**Short problem 1**
Answer these questions using the passage on the Compound Interest Paradox below.
(a) How many months' worth of nearly finished drafts does the writer have queued up?
(b) In the example loan, how much must the bank repay after a year?
(c) For each $1 the Federal Reserve creates, how much more can the financial industry create via fractional reserve banking?

**Text passage**

The Compound Interest Paradox - a Simpler Explanation

A lot of people have asked for a short and simple explanation of the Compound Interest Paradox. I'm planning an updated version my Compound Interest Paradox post, scheduled to be posted in a few weeks. (Now that Blogger offers "scheduled posting", I'm queuing up posts ahead of time. I have 3 months' worth of nearly finished drafts queued up, and I schedule posts a week in advance now.)

There's a fundamental structural flaw in debt-based money. Money is only created when someone takes out a loan. However, only the principal is created and not the interest payments. For example, suppose a bank borrows $1B from the Federal Reserve at 5% interest for 1 year, either directly at the Discount Rate or via the Federal Reserve "monetizing the debt". In a year, the bank must repay $1.05B. The $50M required interest was never created or put into circulation. Therefore, there's a permanent money supply shortfall. Everyone is enslaved under a crushing debt burden.

The key step in the money creation process is when banks borrow from the Federal Reserve to create new reserves. Only the Federal Reserve can create new money, and all the money it creates has debt strings are attached. For each $1 the Federal Reserve creates, the financial industry can create $9 more via fractional reserve banking. This new money is recycled. The interest payments on the extra $9 are recycled as bank profits and expenses. Banks always are "loaned up" to the full reserve ratio allowed by law. Surplus bank reserves are loaned to other banks, or (rarely) back to the Federal Reserve via reverse repurchase agreements. However, the interest payments on the $1 created by the Federal Reserve are *PERMANENTLY* destroyed as the loan is repaid. Total debt is always greater than total money.

**Short problem 2**
Rename "photograph" to "image" throughout the listing below, leaving every other word of the listing unchanged.

**Material for this task**
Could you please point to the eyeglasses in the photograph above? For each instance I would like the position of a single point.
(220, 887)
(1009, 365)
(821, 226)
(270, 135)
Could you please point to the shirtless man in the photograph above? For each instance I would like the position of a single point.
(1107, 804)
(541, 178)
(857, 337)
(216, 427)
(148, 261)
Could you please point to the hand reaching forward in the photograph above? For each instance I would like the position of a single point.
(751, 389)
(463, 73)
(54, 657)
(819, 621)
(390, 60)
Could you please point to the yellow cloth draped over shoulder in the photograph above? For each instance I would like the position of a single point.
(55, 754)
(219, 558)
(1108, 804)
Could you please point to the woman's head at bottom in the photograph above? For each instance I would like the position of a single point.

**Result 1**
(a) 3 months' worth
(b) $1.05B
(c) $9 more

**Result 2**
Could you please point to the eyeglasses in the image above? For each instance I would like the position of a single point.
(220, 887)
(1009, 365)
(821, 226)
(270, 135)
Could you please point to the shirtless man in the image above? For each instance I would like the position of a single point.
(1107, 804)
(541, 178)
(857, 337)
(216, 427)
(148, 261)
Could you please point to the hand reaching forward in the image above? For each instance I would like the position of a single point.
(751, 389)
(463, 73)
(54, 657)
(819, 621)
(390, 60)
Could you please point to the yellow cloth draped over shoulder in the image above? For each instance I would like the position of a single point.
(55, 754)
(219, 558)
(1108, 804)
Could you please point to the woman's head at bottom in the image above? For each instance I would like the position of a single point.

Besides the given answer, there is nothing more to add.